Records from a collection
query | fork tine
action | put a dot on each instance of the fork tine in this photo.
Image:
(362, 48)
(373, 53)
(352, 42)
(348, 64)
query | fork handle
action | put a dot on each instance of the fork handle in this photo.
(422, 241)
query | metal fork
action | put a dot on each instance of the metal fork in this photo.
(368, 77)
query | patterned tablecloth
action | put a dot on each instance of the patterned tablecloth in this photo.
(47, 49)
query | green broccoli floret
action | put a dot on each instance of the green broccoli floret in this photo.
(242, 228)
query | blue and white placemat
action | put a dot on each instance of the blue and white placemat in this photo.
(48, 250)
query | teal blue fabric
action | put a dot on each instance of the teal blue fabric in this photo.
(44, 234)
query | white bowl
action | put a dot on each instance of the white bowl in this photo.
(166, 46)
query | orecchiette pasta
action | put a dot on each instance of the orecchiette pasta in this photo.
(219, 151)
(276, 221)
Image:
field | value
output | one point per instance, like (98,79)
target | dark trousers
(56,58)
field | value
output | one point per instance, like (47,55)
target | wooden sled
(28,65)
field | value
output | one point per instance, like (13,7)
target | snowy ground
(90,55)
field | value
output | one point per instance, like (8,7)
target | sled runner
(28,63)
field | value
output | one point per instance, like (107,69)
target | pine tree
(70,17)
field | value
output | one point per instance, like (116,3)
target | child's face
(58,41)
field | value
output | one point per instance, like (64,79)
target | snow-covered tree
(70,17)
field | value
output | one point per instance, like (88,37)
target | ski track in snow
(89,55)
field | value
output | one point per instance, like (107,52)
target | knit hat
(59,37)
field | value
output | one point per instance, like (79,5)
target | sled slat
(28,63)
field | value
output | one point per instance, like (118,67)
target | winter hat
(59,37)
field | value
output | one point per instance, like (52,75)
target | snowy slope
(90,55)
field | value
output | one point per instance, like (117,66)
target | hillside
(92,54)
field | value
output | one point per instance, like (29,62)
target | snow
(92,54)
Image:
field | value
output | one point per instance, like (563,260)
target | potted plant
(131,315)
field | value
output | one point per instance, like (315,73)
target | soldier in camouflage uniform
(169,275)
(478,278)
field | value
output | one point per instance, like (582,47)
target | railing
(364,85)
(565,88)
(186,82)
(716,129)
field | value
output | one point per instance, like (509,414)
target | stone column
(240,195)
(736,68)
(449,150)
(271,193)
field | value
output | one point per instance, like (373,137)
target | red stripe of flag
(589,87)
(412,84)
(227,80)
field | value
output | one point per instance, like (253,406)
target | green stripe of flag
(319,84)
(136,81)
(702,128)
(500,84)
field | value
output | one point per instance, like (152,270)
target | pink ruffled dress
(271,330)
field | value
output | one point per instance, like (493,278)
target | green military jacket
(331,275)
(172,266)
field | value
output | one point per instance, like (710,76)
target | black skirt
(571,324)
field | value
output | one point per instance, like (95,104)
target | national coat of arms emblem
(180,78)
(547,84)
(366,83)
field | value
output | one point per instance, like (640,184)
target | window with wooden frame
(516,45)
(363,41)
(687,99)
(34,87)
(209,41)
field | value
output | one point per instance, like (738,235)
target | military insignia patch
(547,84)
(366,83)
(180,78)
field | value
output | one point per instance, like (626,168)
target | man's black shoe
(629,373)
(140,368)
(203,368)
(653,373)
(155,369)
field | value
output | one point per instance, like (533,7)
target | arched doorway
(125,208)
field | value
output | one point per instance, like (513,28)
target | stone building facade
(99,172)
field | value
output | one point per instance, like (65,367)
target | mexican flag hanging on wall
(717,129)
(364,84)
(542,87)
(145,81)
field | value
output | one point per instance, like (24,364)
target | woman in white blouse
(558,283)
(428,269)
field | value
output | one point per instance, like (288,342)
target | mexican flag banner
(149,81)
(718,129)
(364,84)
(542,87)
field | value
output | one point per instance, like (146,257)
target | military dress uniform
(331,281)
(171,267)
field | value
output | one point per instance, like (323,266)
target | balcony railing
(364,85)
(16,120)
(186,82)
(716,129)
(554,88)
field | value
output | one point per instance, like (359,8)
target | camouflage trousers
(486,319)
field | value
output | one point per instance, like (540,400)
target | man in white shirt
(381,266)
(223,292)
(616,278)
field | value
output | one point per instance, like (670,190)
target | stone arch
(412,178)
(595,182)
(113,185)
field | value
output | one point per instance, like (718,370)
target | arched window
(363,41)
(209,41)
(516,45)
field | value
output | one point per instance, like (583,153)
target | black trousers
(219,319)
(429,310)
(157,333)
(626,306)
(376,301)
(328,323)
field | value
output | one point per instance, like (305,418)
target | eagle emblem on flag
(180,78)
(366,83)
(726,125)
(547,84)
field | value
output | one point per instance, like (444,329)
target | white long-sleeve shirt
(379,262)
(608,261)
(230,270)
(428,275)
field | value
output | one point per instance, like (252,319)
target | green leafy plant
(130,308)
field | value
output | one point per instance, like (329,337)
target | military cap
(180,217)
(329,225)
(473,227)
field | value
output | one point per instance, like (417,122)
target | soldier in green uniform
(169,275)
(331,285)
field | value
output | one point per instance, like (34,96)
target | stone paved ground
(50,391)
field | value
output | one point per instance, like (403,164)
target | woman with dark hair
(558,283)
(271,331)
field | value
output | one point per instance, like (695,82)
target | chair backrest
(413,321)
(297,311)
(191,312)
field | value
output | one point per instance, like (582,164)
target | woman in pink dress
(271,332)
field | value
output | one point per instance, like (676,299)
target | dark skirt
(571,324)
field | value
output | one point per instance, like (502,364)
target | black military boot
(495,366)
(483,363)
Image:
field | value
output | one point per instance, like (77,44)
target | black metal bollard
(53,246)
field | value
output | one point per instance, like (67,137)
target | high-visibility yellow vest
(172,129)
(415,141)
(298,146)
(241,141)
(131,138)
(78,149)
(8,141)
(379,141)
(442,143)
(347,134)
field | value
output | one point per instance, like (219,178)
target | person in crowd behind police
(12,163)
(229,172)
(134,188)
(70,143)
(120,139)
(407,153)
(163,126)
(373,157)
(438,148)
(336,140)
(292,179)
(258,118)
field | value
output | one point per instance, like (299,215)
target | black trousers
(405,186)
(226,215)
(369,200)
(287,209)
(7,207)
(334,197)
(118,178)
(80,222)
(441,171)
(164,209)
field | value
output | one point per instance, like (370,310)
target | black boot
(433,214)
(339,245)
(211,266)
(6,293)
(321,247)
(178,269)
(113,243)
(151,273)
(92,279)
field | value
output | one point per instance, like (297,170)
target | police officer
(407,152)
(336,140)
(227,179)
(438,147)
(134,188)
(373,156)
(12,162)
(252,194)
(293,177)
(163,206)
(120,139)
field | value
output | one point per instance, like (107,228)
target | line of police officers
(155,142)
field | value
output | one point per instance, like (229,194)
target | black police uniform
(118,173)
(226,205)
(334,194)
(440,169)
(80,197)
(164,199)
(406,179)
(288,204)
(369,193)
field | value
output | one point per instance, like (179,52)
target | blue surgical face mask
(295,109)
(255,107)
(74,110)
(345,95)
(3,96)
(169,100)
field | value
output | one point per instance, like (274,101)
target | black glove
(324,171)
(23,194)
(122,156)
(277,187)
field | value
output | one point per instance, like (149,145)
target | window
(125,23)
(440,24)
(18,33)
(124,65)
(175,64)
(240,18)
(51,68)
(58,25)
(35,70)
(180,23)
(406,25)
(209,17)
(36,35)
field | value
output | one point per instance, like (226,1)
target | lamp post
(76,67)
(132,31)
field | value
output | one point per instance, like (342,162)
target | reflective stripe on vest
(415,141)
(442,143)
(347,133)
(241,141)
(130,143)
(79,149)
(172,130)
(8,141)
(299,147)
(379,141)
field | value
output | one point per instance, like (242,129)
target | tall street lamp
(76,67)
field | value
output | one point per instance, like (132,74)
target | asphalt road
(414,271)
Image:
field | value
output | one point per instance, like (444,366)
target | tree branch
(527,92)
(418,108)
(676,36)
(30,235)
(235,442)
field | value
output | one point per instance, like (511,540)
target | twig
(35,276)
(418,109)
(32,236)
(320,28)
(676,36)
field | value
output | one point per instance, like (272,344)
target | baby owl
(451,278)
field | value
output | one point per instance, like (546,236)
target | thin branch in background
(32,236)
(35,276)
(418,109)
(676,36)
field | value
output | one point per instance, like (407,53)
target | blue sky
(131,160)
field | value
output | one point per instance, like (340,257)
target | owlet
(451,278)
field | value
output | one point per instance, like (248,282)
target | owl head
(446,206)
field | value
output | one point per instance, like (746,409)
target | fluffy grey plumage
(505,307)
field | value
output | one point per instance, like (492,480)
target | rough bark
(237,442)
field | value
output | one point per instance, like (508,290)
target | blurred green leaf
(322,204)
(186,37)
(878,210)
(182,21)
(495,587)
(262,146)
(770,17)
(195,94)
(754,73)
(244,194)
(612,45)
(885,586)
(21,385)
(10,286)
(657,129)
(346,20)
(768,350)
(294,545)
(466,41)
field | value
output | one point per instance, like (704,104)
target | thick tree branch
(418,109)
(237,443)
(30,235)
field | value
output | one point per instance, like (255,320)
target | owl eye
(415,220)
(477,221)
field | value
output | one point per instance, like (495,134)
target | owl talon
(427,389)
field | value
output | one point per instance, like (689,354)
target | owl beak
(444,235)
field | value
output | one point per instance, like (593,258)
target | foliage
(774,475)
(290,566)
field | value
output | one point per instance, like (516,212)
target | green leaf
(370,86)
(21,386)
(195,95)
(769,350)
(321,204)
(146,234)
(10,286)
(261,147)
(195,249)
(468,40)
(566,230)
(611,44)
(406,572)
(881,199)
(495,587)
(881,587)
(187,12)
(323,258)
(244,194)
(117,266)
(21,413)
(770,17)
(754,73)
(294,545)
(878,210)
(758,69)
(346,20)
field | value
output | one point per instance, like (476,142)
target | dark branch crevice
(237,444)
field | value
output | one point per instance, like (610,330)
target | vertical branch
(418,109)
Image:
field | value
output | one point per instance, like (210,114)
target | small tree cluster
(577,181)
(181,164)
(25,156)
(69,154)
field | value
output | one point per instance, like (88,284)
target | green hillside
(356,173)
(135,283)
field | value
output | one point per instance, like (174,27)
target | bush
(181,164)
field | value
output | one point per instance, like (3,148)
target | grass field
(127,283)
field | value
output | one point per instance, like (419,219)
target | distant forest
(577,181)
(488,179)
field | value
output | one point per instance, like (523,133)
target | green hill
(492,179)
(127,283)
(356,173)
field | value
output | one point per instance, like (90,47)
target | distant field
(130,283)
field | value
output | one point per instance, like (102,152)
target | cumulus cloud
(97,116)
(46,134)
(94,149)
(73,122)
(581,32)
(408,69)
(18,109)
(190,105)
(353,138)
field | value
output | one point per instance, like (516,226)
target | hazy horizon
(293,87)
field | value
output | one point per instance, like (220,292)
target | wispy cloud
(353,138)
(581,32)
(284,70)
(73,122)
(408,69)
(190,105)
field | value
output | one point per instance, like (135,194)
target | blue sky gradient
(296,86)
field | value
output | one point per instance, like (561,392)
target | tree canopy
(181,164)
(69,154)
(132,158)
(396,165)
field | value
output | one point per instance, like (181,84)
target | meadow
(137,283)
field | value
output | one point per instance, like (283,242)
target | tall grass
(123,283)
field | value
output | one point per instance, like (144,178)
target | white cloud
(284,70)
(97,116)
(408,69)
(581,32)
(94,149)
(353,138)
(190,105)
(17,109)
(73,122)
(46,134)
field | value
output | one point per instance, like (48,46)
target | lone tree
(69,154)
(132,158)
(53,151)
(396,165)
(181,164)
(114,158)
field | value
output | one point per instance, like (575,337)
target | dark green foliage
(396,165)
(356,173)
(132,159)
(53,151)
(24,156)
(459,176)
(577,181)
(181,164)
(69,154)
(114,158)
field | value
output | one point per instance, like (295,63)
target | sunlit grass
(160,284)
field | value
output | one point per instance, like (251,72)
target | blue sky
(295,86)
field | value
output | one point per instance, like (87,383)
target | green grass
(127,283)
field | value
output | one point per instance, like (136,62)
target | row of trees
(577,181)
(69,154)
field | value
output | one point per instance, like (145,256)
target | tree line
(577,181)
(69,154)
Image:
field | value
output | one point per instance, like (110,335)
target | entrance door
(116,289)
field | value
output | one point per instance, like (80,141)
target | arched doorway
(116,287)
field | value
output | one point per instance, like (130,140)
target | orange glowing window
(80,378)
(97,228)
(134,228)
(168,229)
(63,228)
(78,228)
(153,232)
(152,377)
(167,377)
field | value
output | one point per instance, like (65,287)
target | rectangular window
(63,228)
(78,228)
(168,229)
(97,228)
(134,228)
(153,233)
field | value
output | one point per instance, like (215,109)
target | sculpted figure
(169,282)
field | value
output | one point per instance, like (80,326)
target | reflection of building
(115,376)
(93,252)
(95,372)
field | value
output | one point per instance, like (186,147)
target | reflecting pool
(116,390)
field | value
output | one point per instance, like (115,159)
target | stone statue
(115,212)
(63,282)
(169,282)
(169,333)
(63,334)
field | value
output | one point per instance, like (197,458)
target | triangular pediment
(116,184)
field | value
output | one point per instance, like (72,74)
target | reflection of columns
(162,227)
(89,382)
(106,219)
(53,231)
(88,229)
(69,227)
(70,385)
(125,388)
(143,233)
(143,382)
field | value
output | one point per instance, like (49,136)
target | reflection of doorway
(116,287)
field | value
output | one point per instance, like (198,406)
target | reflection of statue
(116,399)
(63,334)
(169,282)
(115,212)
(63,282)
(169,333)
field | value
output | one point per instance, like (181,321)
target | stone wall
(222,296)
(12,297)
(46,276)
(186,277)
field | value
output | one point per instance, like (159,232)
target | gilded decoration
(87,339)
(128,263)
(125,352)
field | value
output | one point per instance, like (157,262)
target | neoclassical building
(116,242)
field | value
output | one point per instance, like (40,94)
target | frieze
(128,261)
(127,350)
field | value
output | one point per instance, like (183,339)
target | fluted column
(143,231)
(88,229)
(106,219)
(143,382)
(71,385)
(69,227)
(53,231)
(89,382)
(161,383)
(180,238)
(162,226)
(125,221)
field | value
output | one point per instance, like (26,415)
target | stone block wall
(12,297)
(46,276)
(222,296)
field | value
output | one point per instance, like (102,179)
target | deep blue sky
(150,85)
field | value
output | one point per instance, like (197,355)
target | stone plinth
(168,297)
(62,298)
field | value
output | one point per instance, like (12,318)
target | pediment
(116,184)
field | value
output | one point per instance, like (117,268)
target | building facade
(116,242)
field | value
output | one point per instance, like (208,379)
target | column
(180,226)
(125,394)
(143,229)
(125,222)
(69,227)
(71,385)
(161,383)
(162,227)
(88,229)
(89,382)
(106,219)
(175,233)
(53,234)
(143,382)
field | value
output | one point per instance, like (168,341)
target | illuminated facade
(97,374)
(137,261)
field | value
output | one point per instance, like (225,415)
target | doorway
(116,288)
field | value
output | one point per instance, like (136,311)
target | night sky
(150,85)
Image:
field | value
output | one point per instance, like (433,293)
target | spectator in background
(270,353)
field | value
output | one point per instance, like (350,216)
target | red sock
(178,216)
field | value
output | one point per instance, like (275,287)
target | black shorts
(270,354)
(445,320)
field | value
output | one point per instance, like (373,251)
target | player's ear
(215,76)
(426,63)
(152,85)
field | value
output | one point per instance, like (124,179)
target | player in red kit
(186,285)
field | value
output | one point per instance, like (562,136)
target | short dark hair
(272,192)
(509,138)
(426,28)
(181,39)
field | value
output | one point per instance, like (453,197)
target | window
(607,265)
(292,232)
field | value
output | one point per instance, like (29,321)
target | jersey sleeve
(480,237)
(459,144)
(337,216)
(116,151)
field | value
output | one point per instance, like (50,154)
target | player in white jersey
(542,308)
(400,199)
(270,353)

Try it
Look through the records for the string "query". Copy every line that has it.

Your response
query | fork tine
query | fork handle
query | metal fork
query | patterned tablecloth
query | green broccoli floret
query | blue and white placemat
query | teal blue fabric
query | white bowl
query | orecchiette pasta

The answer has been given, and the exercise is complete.